* To be done:
Rewrite the lines below with "Visual Grounding" changed to "Phrase Grounding" everywhere and nothing else altered, omitting the pictures from your answer.

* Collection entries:
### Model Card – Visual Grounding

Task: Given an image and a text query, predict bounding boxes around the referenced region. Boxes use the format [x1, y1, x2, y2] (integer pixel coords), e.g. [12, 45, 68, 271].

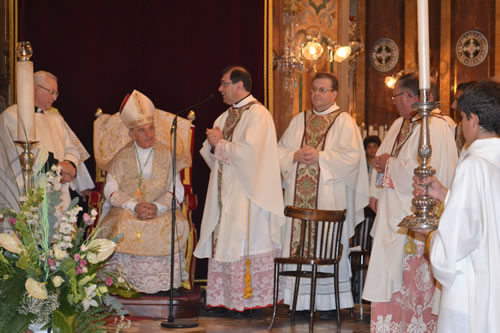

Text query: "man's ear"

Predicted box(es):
[332, 90, 339, 99]
[470, 112, 479, 128]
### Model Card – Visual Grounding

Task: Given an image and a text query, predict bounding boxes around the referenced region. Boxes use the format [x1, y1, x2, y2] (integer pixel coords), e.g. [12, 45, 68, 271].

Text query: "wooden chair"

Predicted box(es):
[269, 206, 345, 332]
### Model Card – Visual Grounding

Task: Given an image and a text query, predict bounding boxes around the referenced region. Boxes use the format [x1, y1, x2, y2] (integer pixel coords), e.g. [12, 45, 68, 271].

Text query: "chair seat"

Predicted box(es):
[274, 257, 337, 265]
[280, 271, 335, 279]
[268, 206, 346, 333]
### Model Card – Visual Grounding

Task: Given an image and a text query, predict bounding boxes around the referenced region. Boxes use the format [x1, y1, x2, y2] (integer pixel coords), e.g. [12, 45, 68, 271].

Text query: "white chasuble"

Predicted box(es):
[430, 138, 500, 332]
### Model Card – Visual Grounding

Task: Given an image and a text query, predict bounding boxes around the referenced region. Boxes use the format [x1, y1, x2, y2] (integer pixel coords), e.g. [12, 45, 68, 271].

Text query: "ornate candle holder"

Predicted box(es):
[14, 140, 38, 194]
[399, 89, 439, 229]
[14, 41, 38, 193]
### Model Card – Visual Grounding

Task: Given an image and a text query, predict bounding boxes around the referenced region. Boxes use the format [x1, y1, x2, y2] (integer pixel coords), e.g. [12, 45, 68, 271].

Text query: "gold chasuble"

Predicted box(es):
[290, 109, 342, 255]
[212, 101, 260, 254]
[99, 142, 189, 256]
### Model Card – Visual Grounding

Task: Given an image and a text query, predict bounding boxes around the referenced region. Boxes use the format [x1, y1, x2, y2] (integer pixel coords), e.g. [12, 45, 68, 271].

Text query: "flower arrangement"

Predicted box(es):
[0, 166, 134, 332]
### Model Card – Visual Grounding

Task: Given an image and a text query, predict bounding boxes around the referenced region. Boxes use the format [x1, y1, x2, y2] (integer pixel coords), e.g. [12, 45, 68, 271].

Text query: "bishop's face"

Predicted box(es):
[311, 78, 337, 112]
[128, 123, 155, 149]
[219, 73, 239, 105]
[35, 77, 59, 111]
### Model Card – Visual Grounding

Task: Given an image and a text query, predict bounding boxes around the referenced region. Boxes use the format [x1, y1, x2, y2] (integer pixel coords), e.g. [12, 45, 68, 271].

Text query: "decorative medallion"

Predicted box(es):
[457, 30, 488, 67]
[370, 38, 399, 72]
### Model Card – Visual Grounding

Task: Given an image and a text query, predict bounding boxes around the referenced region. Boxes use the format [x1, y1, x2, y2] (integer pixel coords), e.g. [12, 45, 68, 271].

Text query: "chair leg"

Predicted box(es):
[267, 263, 280, 330]
[334, 263, 340, 328]
[291, 265, 302, 324]
[309, 265, 318, 333]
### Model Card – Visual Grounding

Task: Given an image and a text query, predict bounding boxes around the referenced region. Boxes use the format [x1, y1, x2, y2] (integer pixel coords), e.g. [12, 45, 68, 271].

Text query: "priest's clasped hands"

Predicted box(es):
[58, 161, 76, 184]
[293, 145, 319, 164]
[205, 127, 224, 146]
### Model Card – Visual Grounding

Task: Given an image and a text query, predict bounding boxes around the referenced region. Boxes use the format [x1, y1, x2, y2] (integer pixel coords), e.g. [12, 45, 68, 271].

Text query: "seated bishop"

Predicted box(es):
[98, 90, 189, 293]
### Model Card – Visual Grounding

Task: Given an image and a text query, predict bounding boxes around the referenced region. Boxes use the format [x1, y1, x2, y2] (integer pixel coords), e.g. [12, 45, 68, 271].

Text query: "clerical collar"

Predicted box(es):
[313, 103, 340, 116]
[233, 94, 255, 108]
[134, 141, 153, 155]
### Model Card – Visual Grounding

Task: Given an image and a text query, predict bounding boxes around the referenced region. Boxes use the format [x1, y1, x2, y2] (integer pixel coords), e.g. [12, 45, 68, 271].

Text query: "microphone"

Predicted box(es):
[174, 94, 215, 116]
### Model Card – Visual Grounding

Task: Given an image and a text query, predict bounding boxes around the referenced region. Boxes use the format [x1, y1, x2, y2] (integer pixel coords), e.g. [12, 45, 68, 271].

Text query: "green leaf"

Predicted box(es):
[5, 313, 34, 333]
[52, 310, 75, 333]
[52, 297, 76, 333]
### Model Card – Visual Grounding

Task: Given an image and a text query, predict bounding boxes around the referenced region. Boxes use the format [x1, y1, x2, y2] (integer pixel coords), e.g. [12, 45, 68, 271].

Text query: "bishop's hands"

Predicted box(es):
[205, 127, 224, 147]
[373, 153, 391, 173]
[58, 161, 76, 184]
[134, 202, 158, 220]
[293, 145, 319, 164]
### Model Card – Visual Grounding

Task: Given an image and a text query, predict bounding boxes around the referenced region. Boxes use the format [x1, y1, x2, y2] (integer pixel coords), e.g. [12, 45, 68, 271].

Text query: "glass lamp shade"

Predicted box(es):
[333, 46, 351, 62]
[384, 75, 397, 89]
[302, 41, 323, 61]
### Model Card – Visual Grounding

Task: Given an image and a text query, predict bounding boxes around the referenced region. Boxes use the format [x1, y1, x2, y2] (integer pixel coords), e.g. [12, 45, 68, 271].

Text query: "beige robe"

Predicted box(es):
[363, 110, 457, 302]
[279, 104, 369, 310]
[99, 142, 189, 256]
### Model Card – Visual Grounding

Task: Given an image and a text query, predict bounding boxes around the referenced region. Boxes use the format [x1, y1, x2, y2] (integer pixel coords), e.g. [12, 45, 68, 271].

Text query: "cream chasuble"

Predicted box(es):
[99, 142, 189, 256]
[194, 95, 284, 262]
[363, 110, 457, 302]
[279, 104, 368, 310]
[430, 138, 500, 333]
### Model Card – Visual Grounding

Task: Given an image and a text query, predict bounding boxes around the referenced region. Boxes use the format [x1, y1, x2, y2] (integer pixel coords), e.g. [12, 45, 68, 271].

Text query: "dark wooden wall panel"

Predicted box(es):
[365, 0, 404, 126]
[450, 0, 495, 117]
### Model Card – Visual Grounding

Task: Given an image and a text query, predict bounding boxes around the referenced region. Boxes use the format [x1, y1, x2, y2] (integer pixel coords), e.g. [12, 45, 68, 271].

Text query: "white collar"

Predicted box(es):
[313, 102, 340, 116]
[233, 94, 256, 108]
[134, 141, 153, 155]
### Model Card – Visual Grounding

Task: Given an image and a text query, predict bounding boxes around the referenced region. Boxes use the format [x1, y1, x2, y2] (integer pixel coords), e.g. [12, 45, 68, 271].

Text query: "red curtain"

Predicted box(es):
[19, 0, 264, 275]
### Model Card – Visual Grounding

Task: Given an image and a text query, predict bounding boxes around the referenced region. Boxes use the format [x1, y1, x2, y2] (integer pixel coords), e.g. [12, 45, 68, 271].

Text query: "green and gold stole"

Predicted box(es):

* Output of the task:
### Model Card – Phrase Grounding

Task: Given an image and a text query, predict bounding boxes around the referenced region. Boxes use the format [x1, y1, x2, y2] (integer pixel coords), e.g. [12, 45, 68, 271].


Text query: "man's ear"

Predicted box(es):
[332, 90, 339, 99]
[470, 112, 479, 128]
### Model Card – Phrase Grounding

Task: Given an image and a text query, predict bounding boxes around the referenced region. Boxes use the format [x1, y1, x2, y2] (integer pixel coords), e.g. [12, 45, 68, 271].

Text query: "wooden chair"

Predicted box(es):
[269, 206, 345, 332]
### Model Card – Phrase Grounding

Task: Given an image and a text query, predict bounding boxes around the referenced region. Boxes use the format [x1, y1, x2, y2] (integer pixel coords), e.g. [12, 45, 68, 271].

Text query: "chair seat"

Predicted box(es):
[274, 257, 337, 265]
[280, 271, 335, 279]
[268, 206, 346, 333]
### Model Card – Phrase Grounding

Task: Given an image and a text query, predict bounding boxes around the referenced region. Boxes use the format [x1, y1, x2, y2] (integer pixel coords), e.g. [12, 45, 68, 271].

Text query: "white chasuble"

Predicted box(es):
[430, 138, 500, 332]
### Model Card – Phrase Grounding

Task: Given an image and a text query, predict bounding boxes around the referenced region. Boxes use the format [x1, y1, x2, y2] (integer pixel coords), e.g. [12, 45, 68, 271].

Text query: "ornate candle holder"

Predicted box(es):
[14, 140, 38, 194]
[399, 89, 439, 229]
[14, 41, 38, 193]
### Model Card – Phrase Grounding

Task: Given an image and a text query, predict bounding boxes around the referenced region. Boxes use the format [x1, y1, x2, y2] (integer pixel coords), e.g. [12, 45, 68, 271].

Text query: "gold chasuble"

Predicted box(es):
[290, 109, 342, 255]
[212, 101, 260, 254]
[99, 142, 189, 256]
### Model Card – Phrase Grounding

Task: Given an image and a text query, predict bounding boxes around the referenced region. Boxes use the format [x1, y1, x2, y2] (integer pixel coords), e.g. [12, 45, 68, 271].

Text query: "flower arrangement"

Predicted box(es):
[0, 166, 134, 332]
### Model Card – Phrase Grounding

Task: Given an image and a text query, predict bounding boxes around the referenced region. Boxes use the format [x1, y1, x2, y2] (integer pixel coords), e.g. [12, 45, 68, 271].

Text query: "bishop's face"

Predicted box(es):
[311, 78, 337, 112]
[128, 123, 155, 149]
[219, 73, 239, 105]
[35, 77, 59, 111]
### Model Card – Phrase Grounding

Task: Given an image and a text query, predict bounding boxes around the referenced region. Boxes use the format [x1, y1, x2, y2] (integer pixel coords), e.g. [12, 45, 68, 271].

Text query: "decorative medallion"

Predicted box(es):
[457, 30, 488, 67]
[370, 38, 399, 72]
### Model Card – Phrase Grounding

Task: Given an image and a text query, predict bounding boxes around the referenced region. Boxes use the format [x1, y1, x2, y2] (integer pixel coords), e.g. [12, 45, 68, 271].

Text query: "chair leg"

Predicted box(es):
[267, 263, 280, 330]
[334, 263, 340, 328]
[291, 265, 302, 324]
[309, 265, 318, 333]
### Model Card – Phrase Grounding

Task: Given an image and a text query, predict bounding boxes around the referenced region. Boxes use the format [x1, y1, x2, y2] (integer pixel coords), e.g. [12, 45, 68, 271].

Text query: "priest's clasped hands"

Predicted box(es):
[58, 161, 76, 184]
[293, 145, 319, 164]
[205, 127, 224, 146]
### Model Card – Phrase Grounding

Task: Given an image and a text query, predict bounding boxes around the referenced region. Boxes use the format [x1, y1, x2, y2] (integer pixel coords), e.g. [12, 45, 68, 271].

Text query: "seated bishop"

Predicted box(es):
[98, 90, 189, 293]
### Model Card – Phrase Grounding

Task: Given an image and a text query, predict bounding boxes around the referenced region. Boxes use the format [x1, y1, x2, y2] (integer pixel coords), e.g. [12, 45, 68, 271].

Text query: "clerical collar"

Predicted box(es):
[313, 103, 340, 116]
[233, 94, 255, 108]
[134, 141, 153, 155]
### Model Card – Phrase Grounding

Task: Given an image and a text query, predict bounding boxes around the referenced region. Boxes use the format [x1, y1, x2, y2] (integer pixel coords), e.g. [12, 45, 68, 271].

Text query: "microphone"

Predicted box(es):
[174, 94, 215, 116]
### Model Card – Phrase Grounding

Task: Given an image and a text query, predict bounding boxes around the referenced region. Boxes use the format [x1, y1, x2, y2] (integer pixel coords), e.g. [12, 45, 68, 271].

Text query: "green leaf"

Predicted box(es):
[5, 313, 34, 333]
[52, 310, 75, 333]
[52, 297, 76, 333]
### Model Card – Phrase Grounding

Task: Given an image and a text query, predict bounding boxes around the referenced region. Boxes use the format [x1, y1, x2, y2] (integer pixel coords), e.g. [12, 45, 68, 271].

Text query: "bishop's hands"

Predicted box(es):
[205, 127, 224, 147]
[373, 153, 391, 173]
[58, 161, 76, 184]
[134, 202, 158, 220]
[293, 145, 319, 164]
### Model Card – Phrase Grounding

Task: Given an image and a text query, predict bounding boxes around the referenced region. Boxes use the format [x1, y1, x2, y2] (integer pixel coords), e.g. [12, 45, 68, 271].

Text query: "glass lamp shade"

Predicted box(es):
[333, 46, 351, 62]
[384, 75, 397, 89]
[302, 41, 323, 61]
### Model Card – Phrase Grounding

Task: Given an image and a text query, predict bounding boxes around the referenced region. Boxes use the format [x1, y1, x2, y2] (integer pixel coords), e.g. [12, 45, 68, 271].

Text query: "beige robe"

Predicted box(es):
[363, 110, 457, 302]
[279, 104, 369, 310]
[99, 142, 189, 256]
### Model Card – Phrase Grounding

Task: Given an image and a text query, predict bounding boxes around the referenced region. Boxes use the format [x1, y1, x2, y2] (integer pixel coords), e.g. [12, 45, 68, 271].

Text query: "cream chasuble"

Predicted box(es):
[99, 142, 189, 256]
[194, 95, 284, 262]
[363, 110, 457, 302]
[279, 104, 368, 310]
[430, 138, 500, 333]
### Model Card – Phrase Grounding

Task: Given an image and a text query, predict bounding boxes around the referenced region. Boxes use the format [x1, y1, x2, y2] (integer pixel coords), e.g. [12, 45, 68, 271].

Text query: "dark wooden wall panel"

Predicted box(es):
[365, 0, 404, 126]
[450, 0, 495, 117]
### Model Card – Phrase Grounding

Task: Given an image and a text query, predict bounding boxes around the referenced region. Boxes use the format [x1, y1, x2, y2] (integer pixel coords), e.g. [12, 45, 68, 271].

Text query: "white collar"

Predicted box(es):
[313, 102, 340, 116]
[233, 94, 256, 108]
[134, 141, 153, 155]
### Model Card – Phrase Grounding

Task: Given an image and a text query, predict bounding boxes around the referenced region. Boxes use the format [x1, y1, x2, y2] (integer pixel coords), e.g. [12, 45, 68, 271].

Text query: "red curtain"

Predicted box(es):
[19, 0, 264, 275]
### Model Card – Phrase Grounding

Task: Given an image and a text query, predict bounding boxes around the referenced region. Boxes use the format [x1, y1, x2, y2] (integer pixel coords), e.g. [12, 45, 68, 271].

Text query: "green and gold stole"

Predicted box(es):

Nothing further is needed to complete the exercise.